**WRITTEN EXERCISE**
Count the lines in the listing below that contain the word "return", matching case exactly, and give only that number.

**EXCERPTED RECORDS**

»»

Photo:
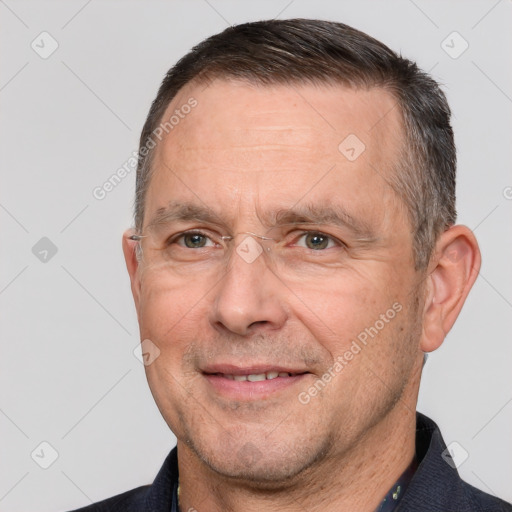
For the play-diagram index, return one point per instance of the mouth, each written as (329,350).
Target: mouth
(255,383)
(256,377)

««
»»

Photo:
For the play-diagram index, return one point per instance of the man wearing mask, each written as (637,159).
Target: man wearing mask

««

**THE SOLUTION**
2